◆ **PROVIDED INFORMATION**
____

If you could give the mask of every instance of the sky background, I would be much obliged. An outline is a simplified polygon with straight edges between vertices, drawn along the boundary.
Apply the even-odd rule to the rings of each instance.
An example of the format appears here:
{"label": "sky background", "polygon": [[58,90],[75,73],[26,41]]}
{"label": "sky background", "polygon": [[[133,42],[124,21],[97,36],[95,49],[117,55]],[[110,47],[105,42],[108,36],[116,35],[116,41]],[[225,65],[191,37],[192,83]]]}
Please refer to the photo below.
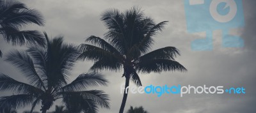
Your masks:
{"label": "sky background", "polygon": [[[79,45],[90,35],[102,37],[107,29],[100,20],[106,10],[117,8],[121,11],[133,6],[141,7],[147,16],[156,22],[169,21],[165,29],[155,38],[153,50],[173,46],[179,49],[181,56],[177,61],[187,69],[186,73],[178,72],[161,73],[140,73],[143,86],[189,84],[198,86],[206,84],[224,87],[244,87],[244,94],[186,94],[184,97],[174,94],[131,94],[128,95],[125,111],[130,105],[142,105],[150,113],[255,113],[256,112],[256,1],[243,0],[245,26],[231,29],[230,33],[241,36],[244,40],[243,48],[221,47],[221,31],[213,32],[214,49],[212,51],[193,51],[191,41],[203,38],[205,33],[190,34],[186,31],[183,1],[153,0],[20,0],[29,7],[39,10],[45,20],[44,27],[30,26],[30,29],[46,31],[48,36],[63,36],[65,41]],[[20,47],[13,47],[0,38],[0,48],[4,55]],[[0,72],[22,82],[27,82],[14,66],[0,59]],[[80,73],[88,72],[92,61],[79,61],[70,77],[75,79]],[[99,113],[115,113],[119,111],[122,99],[120,86],[125,82],[122,71],[102,71],[109,81],[108,87],[93,87],[102,89],[109,94],[111,109],[102,109]],[[12,93],[1,92],[0,96]],[[29,109],[30,107],[25,109]],[[36,110],[39,110],[40,107]],[[54,109],[52,106],[51,110]],[[22,110],[18,111],[22,112]]]}

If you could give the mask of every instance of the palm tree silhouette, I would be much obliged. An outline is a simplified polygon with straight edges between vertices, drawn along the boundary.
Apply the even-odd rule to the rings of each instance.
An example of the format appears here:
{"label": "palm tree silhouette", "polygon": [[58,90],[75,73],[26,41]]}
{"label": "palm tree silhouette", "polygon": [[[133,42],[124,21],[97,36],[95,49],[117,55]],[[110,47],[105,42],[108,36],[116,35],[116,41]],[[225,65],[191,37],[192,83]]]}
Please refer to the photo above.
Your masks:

____

◆ **WORK REQUIRED**
Could you reproduce verbatim every line from the one containing "of the palm" through the last line of the items, including both ends?

◆ **OUTPUT OF THE TASK**
If you could give the mask of every instance of the palm tree silhouette, I would be much obliged. An outline is a simplified polygon with straight edges between vertices, drawn along the boundary.
Apply the even-odd rule to the rings of each instance.
An example of the format appears here:
{"label": "palm tree silhouette", "polygon": [[58,90],[75,73],[26,41]]}
{"label": "palm tree silhouette", "polygon": [[[133,42],[124,21],[97,36],[95,49],[117,55]],[[110,47],[105,42],[108,36],[116,35],[116,41]],[[225,65],[191,37],[192,83]]]}
Please refer to the photo above.
Your masks:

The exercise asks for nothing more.